** What the task requires **
Everything from the top of the data below through the line with "[ ] locate the sandy beach" should be duplicated exactly, and nothing past it.

-------- Records for processing

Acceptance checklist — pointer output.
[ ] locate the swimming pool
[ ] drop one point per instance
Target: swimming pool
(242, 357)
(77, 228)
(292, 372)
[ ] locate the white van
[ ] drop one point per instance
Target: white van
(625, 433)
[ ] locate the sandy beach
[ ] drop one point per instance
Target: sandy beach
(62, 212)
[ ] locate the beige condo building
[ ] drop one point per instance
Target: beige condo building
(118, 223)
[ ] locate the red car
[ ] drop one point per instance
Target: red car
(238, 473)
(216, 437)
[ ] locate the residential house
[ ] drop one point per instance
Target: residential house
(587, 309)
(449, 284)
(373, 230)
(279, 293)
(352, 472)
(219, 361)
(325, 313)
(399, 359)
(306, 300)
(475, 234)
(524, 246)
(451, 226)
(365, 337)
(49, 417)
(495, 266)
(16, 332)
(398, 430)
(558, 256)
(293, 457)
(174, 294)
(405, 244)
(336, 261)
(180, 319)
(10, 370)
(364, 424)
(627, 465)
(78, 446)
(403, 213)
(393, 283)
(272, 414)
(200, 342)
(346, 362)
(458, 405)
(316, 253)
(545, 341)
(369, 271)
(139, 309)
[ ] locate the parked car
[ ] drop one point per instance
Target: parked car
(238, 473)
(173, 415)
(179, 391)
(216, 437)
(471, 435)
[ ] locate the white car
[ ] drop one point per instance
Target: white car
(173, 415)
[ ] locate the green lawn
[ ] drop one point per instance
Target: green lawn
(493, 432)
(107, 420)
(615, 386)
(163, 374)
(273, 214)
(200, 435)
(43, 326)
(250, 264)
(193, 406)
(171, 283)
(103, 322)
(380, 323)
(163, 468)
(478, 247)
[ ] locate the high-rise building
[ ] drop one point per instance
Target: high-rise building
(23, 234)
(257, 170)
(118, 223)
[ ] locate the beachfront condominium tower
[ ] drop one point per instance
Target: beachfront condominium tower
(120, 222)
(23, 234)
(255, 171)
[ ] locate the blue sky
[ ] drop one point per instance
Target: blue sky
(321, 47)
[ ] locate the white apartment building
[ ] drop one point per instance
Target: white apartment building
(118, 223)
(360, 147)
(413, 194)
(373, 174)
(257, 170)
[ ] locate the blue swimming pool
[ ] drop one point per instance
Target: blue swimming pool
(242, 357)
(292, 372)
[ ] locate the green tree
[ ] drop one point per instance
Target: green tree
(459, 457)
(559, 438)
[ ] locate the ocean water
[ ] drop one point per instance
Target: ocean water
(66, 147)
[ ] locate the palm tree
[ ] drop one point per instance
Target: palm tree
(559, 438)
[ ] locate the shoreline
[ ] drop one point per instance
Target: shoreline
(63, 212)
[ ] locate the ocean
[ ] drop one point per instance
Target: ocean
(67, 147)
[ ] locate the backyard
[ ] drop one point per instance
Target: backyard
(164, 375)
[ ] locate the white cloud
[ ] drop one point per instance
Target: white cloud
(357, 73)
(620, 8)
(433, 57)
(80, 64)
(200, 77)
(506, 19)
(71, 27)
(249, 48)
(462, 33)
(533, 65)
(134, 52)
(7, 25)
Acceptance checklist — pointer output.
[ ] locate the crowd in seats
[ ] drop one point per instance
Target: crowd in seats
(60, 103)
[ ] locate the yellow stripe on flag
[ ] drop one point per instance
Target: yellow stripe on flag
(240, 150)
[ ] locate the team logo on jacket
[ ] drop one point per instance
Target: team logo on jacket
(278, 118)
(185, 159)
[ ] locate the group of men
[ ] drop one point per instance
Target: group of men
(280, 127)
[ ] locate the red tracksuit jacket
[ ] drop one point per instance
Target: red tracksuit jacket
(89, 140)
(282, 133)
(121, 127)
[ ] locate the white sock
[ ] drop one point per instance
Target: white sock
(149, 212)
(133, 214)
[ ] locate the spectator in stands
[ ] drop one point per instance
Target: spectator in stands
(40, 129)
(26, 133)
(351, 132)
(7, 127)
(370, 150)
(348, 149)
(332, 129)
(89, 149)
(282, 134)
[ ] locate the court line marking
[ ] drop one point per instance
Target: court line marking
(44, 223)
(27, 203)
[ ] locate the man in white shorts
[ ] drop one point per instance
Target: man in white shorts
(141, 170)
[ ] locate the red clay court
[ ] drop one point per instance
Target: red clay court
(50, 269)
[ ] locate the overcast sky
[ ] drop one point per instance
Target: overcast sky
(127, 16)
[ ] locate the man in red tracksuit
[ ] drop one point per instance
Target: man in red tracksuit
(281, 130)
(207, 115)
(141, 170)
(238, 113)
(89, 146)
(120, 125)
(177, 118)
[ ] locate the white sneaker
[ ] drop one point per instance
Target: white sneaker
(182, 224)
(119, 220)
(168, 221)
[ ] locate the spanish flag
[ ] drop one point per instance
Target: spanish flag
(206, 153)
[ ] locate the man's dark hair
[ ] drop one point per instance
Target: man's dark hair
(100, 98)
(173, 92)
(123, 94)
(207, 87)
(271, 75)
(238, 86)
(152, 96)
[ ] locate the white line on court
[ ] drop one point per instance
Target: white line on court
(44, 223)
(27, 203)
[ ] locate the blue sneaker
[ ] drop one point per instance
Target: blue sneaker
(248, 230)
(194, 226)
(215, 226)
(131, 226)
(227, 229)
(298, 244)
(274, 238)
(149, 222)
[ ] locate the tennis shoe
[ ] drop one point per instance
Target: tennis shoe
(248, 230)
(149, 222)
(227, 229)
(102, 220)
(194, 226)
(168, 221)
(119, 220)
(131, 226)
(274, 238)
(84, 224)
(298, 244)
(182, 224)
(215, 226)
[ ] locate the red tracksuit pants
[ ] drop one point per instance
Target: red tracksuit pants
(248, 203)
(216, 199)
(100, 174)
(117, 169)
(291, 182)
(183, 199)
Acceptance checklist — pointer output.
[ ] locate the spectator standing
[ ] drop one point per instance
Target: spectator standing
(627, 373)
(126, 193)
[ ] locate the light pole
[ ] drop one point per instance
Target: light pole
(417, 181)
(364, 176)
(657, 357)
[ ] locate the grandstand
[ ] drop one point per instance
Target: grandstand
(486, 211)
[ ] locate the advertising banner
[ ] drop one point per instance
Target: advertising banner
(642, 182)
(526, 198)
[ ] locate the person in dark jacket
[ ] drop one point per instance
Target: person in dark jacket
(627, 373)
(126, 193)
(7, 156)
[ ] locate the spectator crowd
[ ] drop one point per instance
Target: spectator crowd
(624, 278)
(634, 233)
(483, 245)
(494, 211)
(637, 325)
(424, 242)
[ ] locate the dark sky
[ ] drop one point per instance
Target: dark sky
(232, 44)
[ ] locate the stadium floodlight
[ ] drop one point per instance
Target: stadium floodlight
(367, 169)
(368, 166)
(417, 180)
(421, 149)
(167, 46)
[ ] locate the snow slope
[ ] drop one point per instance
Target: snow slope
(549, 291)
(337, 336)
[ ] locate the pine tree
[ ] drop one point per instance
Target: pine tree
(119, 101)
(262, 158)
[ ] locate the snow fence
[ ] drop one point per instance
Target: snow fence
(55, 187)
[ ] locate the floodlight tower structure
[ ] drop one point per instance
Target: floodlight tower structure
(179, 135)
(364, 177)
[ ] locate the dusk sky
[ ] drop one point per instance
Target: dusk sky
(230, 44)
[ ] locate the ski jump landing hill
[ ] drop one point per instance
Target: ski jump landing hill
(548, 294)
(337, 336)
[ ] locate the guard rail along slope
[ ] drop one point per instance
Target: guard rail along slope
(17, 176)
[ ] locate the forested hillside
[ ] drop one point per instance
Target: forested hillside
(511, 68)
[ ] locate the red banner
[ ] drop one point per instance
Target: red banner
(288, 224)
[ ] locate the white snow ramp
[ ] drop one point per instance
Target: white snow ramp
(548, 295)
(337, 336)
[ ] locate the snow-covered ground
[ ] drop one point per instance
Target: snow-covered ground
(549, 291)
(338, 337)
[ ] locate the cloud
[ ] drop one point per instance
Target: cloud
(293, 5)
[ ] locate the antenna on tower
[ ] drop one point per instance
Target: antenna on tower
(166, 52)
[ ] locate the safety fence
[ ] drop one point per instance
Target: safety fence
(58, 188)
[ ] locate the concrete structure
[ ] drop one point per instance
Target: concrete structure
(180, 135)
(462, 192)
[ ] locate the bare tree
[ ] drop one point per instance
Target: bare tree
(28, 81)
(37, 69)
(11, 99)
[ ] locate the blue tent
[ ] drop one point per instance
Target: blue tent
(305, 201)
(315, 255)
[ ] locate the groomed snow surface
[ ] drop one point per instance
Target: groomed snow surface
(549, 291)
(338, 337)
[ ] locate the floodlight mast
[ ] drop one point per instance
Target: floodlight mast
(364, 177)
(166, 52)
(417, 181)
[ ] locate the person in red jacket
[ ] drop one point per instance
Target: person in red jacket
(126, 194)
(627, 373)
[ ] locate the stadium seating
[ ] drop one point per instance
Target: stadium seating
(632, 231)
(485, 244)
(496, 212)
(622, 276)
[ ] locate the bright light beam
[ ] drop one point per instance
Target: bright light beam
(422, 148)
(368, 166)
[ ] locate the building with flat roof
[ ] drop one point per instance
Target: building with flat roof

----------------

** Output of the task **
Acceptance checklist — pointer output.
[ ] locate the swimming pool
[ ] drop one point per instance
Target: swimming pool
(242, 357)
(77, 228)
(292, 372)
[ ] locate the white van
[ ] drop one point per instance
Target: white van
(625, 433)
[ ] locate the sandy beach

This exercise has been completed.